* **ITEM DE TRABALHO A**: Indique se cada afirmação está de acordo com o texto para análise, respondendo "sim" ou "não" e citando literalmente as palavras do texto que decidem a questão: (i) Rose pronunciou a frase "eu sou suicida" durante um culto na igreja; (ii) a depressão de Rose durou cerca de três anos; (iii) Rose afirma que a lembrança lhe causa o mesmo mal de antes.
* **ITEM DE TRABALHO B**: Segundo o texto para análise, quem perguntou a Rose qual mal a atormentava?
* **ITEM DE TRABALHO C**: Prossiga o relato sobre a depressão de Rose a partir da última frase apresentada no texto para análise.

* **TEXTO PARA ANÁLISE**:
# # #
Foram 8 anos de depressão e várias tentativas até afirmar: "eu sou suicida"
"Eu sou suicida". A frase saiu na igreja, no meio do culto, quando o pastor perguntou qual mal a atormentava. Foram oito anos e meio de depressão e inúmeras tentativas de tirar a própria vida. Desde que os casos de suicídio passaram a ser notícia em Campo Grande e, cada vez com mais frequência, volta à mente de Rose duas coisas: o mal que ela também sentiu e o sentimento de que poderia ter ajudado.
"Não causa o mal que já causou antes, mas me lembra e você vê que já superou. Só me dá a sensação de que eu podia ter feito alguma coisa..."
# # #
* **MATERIAL FORNECIDO**:

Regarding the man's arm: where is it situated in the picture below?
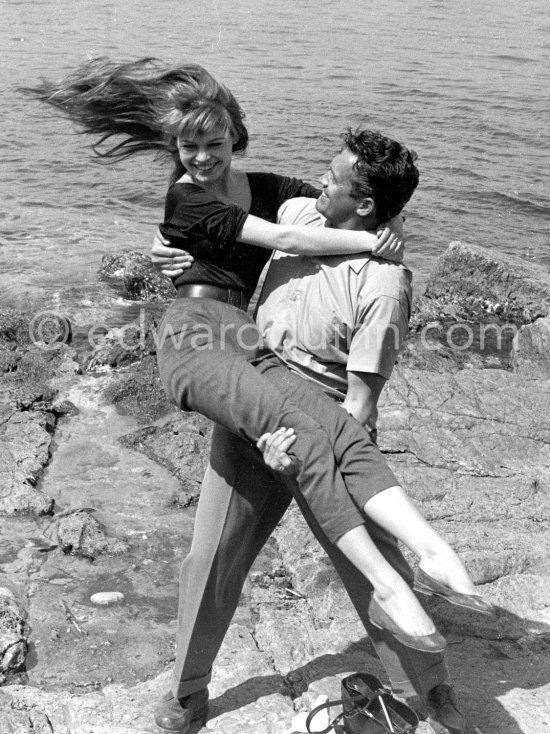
# # #
* **RESPOSTA DO EXERCÍCIO A**:
(i) Sim: "A frase saiu na igreja, no meio do culto".
(ii) Não: "Foram oito anos e meio de depressão".
(iii) Não: "Não causa o mal que já causou antes".

* **RESPOSTA DO EXERCÍCIO B**: O pastor.

* **RESPOSTA DO EXERCÍCIO C**:
Rosemarly Marques Silva Souza é funcionária pública, tem 36 anos. Tem filhos, marido, pais e uma família que passou anos sendo vigia 24h por dia. Porque em todas as vezes que ela tinha oportunidade, tentava acabar com o que já estava lhe consumindo por dentro. "A vida se torna uma tristeza, um sofrimento sem fim. Foi assim cheguei num ponto que eu falei 'não quero mais viver'."
Com o peso da depressão, ela conta que carregava um histórico desde os 17 anos. A primeira tentativa foi na adolescência, diante da separação dos pais, por medicamentos. À época, ela não contou a ninguém o que havia feito, passou por avaliações, "mascarou" o sentimento e seguiu a vida. Mais tarde, o problema voltou.
"Aí as pessoas perguntam como é que você chega nesse ponto? Eu acredito que são as questões internas não resolvidas ao longo da vida e chega um momento que, de repente, você passa a não suportar mais. Olha ao redor e é como se nada bastasse".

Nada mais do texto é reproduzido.